BEGIN RECORDED INFORMATION

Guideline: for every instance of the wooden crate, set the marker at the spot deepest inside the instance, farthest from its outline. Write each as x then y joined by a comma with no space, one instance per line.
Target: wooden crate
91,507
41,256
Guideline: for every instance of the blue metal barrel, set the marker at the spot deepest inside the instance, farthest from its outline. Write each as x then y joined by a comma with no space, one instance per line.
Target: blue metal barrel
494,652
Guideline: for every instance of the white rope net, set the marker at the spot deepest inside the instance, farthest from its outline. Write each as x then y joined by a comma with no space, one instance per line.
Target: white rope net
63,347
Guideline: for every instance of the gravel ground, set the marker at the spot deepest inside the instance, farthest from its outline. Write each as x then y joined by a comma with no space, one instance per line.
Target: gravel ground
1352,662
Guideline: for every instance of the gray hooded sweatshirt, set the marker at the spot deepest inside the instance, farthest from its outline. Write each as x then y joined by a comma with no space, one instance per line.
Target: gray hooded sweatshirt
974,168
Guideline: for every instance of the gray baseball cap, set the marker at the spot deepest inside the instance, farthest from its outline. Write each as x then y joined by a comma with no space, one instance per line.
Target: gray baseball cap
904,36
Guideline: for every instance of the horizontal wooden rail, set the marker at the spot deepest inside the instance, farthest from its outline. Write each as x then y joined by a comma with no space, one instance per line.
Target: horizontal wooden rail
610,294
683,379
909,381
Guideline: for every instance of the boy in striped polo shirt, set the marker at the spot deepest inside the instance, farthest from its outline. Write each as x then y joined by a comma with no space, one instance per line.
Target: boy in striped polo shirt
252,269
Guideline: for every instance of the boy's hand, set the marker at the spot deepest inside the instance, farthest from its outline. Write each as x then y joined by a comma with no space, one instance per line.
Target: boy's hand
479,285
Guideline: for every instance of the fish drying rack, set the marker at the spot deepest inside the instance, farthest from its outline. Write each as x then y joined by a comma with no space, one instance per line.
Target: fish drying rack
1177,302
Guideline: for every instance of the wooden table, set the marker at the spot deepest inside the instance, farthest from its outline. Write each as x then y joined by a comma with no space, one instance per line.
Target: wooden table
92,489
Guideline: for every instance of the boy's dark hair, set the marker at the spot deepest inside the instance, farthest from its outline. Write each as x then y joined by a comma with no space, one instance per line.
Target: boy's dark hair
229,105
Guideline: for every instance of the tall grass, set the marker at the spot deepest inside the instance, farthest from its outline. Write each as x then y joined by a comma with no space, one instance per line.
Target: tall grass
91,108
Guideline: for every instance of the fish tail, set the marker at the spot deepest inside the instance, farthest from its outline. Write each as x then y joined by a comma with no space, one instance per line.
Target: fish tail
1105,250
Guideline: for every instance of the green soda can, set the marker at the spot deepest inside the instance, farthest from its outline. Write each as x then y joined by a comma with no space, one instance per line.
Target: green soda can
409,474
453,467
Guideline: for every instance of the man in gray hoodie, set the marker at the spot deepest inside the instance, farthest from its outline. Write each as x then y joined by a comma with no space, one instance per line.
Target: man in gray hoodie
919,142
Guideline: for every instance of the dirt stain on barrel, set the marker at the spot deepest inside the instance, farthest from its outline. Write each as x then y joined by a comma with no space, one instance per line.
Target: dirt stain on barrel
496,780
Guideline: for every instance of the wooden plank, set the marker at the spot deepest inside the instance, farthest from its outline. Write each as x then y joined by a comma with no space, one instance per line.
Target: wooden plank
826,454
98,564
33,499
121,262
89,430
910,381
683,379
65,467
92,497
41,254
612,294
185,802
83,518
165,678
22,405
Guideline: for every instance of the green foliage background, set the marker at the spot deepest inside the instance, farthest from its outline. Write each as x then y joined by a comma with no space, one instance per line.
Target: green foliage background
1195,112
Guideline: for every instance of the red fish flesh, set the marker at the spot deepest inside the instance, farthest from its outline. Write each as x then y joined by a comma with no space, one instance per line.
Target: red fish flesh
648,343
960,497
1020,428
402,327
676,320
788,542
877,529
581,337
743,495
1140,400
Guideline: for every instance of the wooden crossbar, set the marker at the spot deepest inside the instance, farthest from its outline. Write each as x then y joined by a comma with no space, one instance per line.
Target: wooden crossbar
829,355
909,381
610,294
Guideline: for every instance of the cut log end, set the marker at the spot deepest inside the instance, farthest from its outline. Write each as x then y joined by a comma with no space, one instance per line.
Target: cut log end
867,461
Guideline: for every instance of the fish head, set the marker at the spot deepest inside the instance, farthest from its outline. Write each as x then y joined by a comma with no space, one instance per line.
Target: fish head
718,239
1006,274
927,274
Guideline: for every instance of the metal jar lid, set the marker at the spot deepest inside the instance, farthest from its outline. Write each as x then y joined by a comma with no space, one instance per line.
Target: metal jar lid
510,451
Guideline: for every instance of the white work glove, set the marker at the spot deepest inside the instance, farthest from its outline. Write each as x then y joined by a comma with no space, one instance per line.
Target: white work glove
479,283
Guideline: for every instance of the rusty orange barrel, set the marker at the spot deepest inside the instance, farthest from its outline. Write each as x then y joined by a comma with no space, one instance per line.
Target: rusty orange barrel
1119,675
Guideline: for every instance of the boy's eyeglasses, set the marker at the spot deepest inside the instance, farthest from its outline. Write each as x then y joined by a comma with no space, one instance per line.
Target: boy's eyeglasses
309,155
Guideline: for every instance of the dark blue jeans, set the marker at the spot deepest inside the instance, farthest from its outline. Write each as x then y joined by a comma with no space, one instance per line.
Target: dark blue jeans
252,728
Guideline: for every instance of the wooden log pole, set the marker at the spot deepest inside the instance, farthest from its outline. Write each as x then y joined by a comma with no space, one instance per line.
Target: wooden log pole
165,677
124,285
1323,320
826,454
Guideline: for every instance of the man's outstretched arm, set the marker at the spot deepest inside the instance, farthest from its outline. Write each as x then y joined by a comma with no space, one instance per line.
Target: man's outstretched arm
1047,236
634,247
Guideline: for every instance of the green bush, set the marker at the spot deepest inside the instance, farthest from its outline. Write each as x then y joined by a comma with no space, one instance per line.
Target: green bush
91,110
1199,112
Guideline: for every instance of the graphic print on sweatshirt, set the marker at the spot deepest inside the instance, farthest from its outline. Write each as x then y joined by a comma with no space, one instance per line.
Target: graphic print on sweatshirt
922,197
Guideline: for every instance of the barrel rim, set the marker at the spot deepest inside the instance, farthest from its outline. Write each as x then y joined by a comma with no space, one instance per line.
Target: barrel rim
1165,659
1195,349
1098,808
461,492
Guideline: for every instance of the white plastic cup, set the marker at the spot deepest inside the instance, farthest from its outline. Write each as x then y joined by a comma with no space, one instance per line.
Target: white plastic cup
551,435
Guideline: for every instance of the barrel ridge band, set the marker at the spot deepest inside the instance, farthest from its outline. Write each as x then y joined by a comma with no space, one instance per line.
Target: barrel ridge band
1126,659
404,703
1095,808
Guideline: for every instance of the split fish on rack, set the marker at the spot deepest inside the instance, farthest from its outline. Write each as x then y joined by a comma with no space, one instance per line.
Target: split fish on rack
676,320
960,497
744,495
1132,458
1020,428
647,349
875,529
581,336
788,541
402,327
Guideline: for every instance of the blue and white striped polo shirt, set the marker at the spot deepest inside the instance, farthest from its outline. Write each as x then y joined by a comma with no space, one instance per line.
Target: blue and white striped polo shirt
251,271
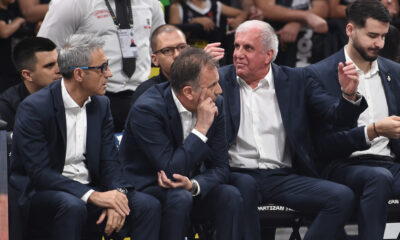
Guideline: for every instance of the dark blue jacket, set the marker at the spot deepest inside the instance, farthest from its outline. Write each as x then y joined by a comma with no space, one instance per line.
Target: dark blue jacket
352,140
153,141
39,146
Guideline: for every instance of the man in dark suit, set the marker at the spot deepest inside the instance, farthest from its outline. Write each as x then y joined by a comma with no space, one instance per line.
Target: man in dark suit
35,59
367,156
174,148
267,111
64,160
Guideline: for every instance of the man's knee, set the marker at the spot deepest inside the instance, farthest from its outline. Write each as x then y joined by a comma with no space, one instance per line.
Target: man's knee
381,177
179,199
228,197
72,207
144,205
341,198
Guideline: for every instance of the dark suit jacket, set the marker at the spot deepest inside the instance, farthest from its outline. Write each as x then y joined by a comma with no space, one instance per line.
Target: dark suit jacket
153,141
353,140
300,98
39,146
146,85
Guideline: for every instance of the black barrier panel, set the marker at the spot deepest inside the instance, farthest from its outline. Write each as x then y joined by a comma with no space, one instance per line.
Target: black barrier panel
3,187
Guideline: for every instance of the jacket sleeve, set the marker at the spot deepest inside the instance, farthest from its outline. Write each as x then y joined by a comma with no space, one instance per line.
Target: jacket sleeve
217,163
33,152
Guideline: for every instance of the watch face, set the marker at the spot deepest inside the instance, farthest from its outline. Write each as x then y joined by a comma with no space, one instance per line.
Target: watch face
122,190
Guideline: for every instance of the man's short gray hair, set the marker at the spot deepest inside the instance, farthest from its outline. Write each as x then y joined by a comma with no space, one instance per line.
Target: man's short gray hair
269,40
76,52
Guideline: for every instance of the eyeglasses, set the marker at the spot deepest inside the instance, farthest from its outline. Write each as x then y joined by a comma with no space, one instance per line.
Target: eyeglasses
103,67
169,51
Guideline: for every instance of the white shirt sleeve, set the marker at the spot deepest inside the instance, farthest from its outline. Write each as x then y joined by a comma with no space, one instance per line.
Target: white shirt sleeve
366,136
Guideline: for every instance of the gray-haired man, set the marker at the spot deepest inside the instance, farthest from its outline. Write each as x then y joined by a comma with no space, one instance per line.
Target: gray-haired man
65,162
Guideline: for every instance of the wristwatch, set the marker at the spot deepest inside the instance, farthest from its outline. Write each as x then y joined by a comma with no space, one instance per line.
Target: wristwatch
195,188
122,190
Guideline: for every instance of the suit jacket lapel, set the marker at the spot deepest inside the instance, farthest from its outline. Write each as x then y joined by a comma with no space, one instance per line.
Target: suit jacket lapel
386,82
175,120
93,125
282,91
233,98
60,111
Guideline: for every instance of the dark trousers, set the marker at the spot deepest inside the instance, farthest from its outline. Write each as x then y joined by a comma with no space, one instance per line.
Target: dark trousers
331,203
374,181
222,205
120,104
60,215
247,187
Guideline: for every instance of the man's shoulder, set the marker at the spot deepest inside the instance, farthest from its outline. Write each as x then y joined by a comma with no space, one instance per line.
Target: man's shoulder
327,64
389,65
154,98
11,96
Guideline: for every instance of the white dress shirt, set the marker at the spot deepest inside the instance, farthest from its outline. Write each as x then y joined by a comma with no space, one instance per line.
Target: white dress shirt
76,129
370,86
188,121
261,142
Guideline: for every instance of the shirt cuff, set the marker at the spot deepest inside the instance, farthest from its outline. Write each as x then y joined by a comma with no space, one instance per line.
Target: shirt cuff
86,196
366,136
357,102
198,188
200,135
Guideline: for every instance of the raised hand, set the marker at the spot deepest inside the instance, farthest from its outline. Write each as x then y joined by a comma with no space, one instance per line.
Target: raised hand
180,181
215,51
111,199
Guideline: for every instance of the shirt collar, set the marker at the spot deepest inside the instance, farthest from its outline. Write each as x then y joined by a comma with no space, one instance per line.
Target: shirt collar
69,103
179,106
374,65
267,81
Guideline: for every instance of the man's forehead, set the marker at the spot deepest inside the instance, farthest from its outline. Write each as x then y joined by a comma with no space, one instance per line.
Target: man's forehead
174,36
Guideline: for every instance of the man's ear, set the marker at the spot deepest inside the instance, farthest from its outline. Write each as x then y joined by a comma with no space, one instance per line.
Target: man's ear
350,28
155,60
187,91
78,74
27,75
270,56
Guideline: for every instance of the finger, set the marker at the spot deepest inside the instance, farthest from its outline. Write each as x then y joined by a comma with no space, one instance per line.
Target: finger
340,67
102,217
121,224
108,229
203,94
214,44
216,111
165,179
123,204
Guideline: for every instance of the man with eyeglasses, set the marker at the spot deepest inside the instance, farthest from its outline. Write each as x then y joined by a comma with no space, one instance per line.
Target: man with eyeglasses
65,163
167,41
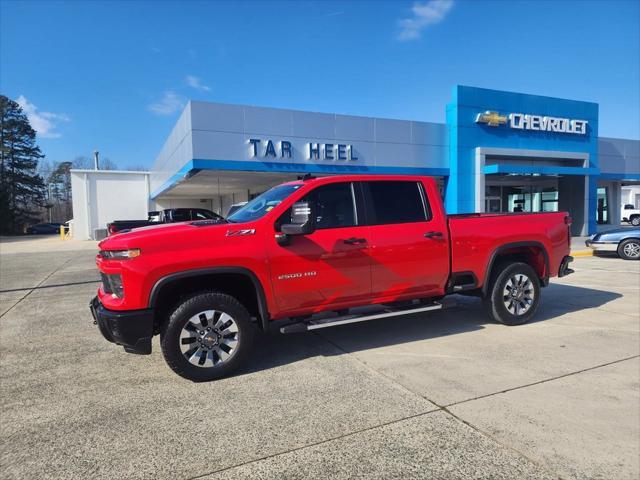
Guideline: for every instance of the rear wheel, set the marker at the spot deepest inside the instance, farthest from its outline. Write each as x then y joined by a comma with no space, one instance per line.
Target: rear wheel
207,337
514,294
629,249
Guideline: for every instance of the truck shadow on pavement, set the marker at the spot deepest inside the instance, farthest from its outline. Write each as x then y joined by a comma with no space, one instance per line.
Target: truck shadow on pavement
274,349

END RECORDED INFORMATION

EXERCISE AIM:
Set down again, word for word, the stretch of records from the line with "Target: man's shoulder" to the line with "Guideline: for every instance of the shirt collar, set", both of those lines included.

ANSWER TO THIS TASK:
Target: man's shoulder
327,64
389,65
154,98
11,96
Guideline: for every instance of the white dress shirt, set the marker at the spot deepest inside the instance, farthest from its outline. Write each as x then y joined by a comma with no space, one instance per line.
Target: white dress shirt
76,129
370,86
188,121
261,142
Guideline: for every instance of the shirt cuff, set the marker at the spot deepest inside the instance, farthest from its outline. Write each as x then y joined by a comma with no space, one instance per line.
Target: shirt cuff
86,196
366,136
357,102
198,188
200,135
Guideline: for every instance of the raised hand, set the marker at the spot deepest inside the instance, farthest from its outline. Write each as x then y joined by a comma with no space, one instance per line.
Target: raised hand
180,181
215,51
111,199
Guideline: for every instance of the shirt collar, set the marker at the spot deepest inside the instance, farthest from its outline. Write each as x then y joined by a comma with no space, one instance per line.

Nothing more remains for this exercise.